Selected passage:
Oh Gyu-min (), better known by his in-game name Ohq (), is a South Korean professional League of Legends player who was most recently an AD Carry for Snake Esports.

Career

2014 
Oh "Ohq" Gyu-min played for several amateur teams, including Virtual Throne Gaming and Xenics Blast but he didn't make it to OGN until he joined Xenics Storm as their new AD. The team played in HOT6iX Champions Spring 2014 but failed to win a single game and dropped out in the group stages. However, Ohq's play was impressive, and he was given an offer to join NaJin Black Sword. He joined on May 16, 2014, as the new starting AD, replacing Pray. The team played in HOT6iX Champions Summer 2014 where they made it to the quarterfinals but lost 3-2 to SK Telecom T1 S.

Given entries:
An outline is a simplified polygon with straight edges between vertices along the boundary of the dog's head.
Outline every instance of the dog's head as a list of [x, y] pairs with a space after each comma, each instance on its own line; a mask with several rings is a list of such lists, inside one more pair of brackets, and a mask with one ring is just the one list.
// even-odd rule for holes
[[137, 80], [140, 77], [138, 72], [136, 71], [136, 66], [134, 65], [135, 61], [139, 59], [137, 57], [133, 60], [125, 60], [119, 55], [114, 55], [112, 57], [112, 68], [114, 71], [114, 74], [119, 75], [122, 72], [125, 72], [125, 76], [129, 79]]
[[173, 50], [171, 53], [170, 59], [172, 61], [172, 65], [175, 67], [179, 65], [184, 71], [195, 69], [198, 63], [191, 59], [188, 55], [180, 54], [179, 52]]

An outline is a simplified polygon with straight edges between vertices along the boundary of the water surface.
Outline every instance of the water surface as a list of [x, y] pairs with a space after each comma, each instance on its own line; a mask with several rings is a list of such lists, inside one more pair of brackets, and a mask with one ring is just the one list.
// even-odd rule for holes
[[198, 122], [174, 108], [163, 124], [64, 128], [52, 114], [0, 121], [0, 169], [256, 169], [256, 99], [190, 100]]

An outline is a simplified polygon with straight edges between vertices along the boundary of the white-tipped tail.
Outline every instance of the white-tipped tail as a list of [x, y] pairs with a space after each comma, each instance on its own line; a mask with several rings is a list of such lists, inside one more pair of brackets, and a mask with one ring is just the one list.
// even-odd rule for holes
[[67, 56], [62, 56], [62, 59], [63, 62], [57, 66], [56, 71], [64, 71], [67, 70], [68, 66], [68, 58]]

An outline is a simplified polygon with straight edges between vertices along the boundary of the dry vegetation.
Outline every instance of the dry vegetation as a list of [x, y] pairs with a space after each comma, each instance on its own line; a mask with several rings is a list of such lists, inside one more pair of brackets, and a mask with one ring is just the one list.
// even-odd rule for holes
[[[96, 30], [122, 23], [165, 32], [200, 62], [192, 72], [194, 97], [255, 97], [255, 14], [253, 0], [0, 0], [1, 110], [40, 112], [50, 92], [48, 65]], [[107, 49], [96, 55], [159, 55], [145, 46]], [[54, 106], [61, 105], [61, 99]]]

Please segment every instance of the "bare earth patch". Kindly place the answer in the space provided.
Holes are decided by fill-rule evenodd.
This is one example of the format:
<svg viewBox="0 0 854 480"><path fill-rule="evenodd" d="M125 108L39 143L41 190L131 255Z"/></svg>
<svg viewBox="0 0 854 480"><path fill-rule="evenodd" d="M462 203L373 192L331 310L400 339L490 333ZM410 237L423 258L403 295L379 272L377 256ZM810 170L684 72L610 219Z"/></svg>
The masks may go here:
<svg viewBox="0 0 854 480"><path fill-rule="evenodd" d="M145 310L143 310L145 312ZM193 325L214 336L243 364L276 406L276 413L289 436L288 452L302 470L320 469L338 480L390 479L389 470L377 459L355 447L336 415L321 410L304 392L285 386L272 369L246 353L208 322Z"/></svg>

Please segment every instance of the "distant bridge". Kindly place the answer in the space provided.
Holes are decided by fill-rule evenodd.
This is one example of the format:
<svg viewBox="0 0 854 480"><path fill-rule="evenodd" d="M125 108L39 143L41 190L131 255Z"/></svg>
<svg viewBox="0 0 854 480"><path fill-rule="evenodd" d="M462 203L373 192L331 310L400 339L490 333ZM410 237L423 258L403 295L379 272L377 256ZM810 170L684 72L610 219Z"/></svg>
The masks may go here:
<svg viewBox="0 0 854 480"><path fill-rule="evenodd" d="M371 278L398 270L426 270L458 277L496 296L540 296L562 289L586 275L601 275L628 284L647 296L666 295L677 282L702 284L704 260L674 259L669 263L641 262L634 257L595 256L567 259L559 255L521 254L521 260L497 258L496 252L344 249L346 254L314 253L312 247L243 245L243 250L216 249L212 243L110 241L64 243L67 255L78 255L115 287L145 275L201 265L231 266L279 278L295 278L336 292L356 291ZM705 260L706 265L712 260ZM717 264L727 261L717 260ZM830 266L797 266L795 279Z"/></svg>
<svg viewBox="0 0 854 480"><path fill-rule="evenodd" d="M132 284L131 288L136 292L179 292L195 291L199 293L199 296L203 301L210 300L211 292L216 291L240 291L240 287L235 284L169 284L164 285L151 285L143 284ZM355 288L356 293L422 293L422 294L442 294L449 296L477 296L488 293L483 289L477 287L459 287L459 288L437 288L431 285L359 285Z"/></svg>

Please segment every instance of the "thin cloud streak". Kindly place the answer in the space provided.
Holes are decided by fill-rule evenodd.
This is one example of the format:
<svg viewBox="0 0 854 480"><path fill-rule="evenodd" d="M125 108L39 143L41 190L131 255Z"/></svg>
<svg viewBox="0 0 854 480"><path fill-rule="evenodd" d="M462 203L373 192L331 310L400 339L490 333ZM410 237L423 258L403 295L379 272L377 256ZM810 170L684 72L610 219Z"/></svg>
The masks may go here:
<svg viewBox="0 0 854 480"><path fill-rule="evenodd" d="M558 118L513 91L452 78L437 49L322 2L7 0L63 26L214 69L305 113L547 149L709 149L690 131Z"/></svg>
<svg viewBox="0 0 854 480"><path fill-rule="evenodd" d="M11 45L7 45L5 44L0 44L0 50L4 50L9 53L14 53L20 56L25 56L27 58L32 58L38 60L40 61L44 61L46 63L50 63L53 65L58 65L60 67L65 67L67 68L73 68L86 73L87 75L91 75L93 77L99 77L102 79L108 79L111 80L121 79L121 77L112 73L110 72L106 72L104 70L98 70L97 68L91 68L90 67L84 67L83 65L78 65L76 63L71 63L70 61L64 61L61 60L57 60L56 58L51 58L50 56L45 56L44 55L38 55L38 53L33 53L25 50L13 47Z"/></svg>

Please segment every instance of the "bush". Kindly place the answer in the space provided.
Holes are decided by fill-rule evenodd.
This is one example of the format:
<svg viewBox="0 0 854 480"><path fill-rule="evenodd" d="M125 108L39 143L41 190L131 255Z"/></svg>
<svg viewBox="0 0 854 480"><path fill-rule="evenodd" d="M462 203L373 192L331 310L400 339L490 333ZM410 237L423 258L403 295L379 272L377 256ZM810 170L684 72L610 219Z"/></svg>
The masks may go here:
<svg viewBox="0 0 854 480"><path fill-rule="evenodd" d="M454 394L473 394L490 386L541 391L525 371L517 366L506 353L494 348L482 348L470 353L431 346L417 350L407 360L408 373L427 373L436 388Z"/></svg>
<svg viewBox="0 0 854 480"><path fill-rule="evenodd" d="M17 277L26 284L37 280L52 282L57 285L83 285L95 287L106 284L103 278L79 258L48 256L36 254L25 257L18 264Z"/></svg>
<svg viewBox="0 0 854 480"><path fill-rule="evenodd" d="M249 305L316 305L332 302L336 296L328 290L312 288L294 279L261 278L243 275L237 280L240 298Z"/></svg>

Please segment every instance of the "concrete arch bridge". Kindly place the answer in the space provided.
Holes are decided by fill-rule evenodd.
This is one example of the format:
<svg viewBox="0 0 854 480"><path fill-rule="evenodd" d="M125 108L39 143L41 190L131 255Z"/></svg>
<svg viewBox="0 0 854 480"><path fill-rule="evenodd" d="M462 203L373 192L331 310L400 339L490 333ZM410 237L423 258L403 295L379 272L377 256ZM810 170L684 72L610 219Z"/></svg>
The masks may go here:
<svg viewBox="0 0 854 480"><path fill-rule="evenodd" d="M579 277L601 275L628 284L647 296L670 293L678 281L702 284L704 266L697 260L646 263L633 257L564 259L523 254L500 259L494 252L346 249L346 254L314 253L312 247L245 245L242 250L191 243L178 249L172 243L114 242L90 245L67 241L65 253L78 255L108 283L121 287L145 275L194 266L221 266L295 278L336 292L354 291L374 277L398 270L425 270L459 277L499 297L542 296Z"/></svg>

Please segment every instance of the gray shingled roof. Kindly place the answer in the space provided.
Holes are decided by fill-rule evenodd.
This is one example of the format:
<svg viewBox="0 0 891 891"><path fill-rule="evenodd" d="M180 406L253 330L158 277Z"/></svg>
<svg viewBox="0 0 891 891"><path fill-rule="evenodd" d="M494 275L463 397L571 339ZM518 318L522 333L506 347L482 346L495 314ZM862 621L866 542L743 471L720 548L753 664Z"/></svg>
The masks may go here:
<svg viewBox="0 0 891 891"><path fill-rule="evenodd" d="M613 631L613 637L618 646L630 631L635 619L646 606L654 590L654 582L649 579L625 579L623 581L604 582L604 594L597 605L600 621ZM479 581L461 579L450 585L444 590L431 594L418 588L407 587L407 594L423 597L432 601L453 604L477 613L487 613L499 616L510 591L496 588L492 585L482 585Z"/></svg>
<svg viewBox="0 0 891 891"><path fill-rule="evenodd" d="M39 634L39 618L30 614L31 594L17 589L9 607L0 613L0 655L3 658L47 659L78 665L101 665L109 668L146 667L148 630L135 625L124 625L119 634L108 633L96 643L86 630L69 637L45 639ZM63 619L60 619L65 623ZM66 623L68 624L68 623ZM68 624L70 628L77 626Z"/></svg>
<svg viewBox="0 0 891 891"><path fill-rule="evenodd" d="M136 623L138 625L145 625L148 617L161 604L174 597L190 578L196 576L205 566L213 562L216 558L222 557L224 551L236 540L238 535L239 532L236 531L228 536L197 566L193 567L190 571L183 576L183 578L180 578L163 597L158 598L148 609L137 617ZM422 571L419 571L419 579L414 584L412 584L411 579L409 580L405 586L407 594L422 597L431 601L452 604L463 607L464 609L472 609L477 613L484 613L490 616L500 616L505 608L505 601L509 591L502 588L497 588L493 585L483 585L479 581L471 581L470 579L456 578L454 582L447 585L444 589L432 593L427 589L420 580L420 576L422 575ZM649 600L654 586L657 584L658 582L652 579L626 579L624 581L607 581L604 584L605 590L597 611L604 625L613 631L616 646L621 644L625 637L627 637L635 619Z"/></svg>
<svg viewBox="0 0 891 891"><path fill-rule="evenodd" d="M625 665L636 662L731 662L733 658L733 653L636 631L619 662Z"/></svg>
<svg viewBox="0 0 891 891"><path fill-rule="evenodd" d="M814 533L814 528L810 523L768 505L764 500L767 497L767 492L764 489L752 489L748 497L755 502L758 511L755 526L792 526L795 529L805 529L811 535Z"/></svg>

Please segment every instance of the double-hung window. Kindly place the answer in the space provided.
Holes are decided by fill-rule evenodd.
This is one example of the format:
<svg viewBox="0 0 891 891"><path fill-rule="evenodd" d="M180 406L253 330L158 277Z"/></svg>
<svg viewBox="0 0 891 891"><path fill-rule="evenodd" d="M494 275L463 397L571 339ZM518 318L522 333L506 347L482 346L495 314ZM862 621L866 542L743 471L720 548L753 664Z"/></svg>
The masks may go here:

Exercise requirements:
**1.** Answer these from the profile of Ohq above:
(a) Which team was Ohq most recently an AD Carry for?
(b) On what date did he join NaJin Black Sword?
(c) Which team beat NaJin Black Sword 3-2 in the quarterfinals of HOT6iX Champions Summer 2014?
**2.** Translate this sentence from the profile of Ohq into Spanish: "He joined on May 16, 2014, as the new starting AD, replacing Pray."
**3.** Reproduce the profile of Ohq above from "Oh Gyu-min (), better" to "for Snake Esports.".

Exercise answers:
**1.**
(a) Snake Esports
(b) May 16, 2014
(c) SK Telecom T1 S

**2.** Se unió el 16 de mayo de 2014 como el nuevo AD titular, en reemplazo de Pray.

**3.**
Oh Gyu-min (), better known by his in-game name Ohq (), is a South Korean professional League of Legends player who was most recently an AD Carry for Snake Esports.